**Work to complete:** The line containing "point_to MUST return one point per instance of the grey" marks where to begin. Write out that line and every line after it exactly, through the last line below.

**Supplied material:**
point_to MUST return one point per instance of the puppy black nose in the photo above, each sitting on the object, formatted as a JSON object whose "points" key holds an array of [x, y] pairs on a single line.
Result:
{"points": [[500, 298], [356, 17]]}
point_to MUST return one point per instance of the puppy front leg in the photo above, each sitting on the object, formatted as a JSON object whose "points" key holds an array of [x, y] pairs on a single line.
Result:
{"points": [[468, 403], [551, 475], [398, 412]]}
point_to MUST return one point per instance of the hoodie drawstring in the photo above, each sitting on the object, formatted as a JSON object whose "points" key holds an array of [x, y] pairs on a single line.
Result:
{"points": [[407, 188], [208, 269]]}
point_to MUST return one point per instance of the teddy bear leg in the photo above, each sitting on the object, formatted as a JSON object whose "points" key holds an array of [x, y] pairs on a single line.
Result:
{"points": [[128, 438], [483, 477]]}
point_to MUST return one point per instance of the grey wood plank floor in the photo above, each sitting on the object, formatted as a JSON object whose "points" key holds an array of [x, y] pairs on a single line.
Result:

**Exercise response:**
point_to MUST return one point per instance of the grey wood plank floor in the photo above, each sitting on the object, formatted as a JSON object whose "points" key holds an array of [x, y] pairs on a single line.
Result:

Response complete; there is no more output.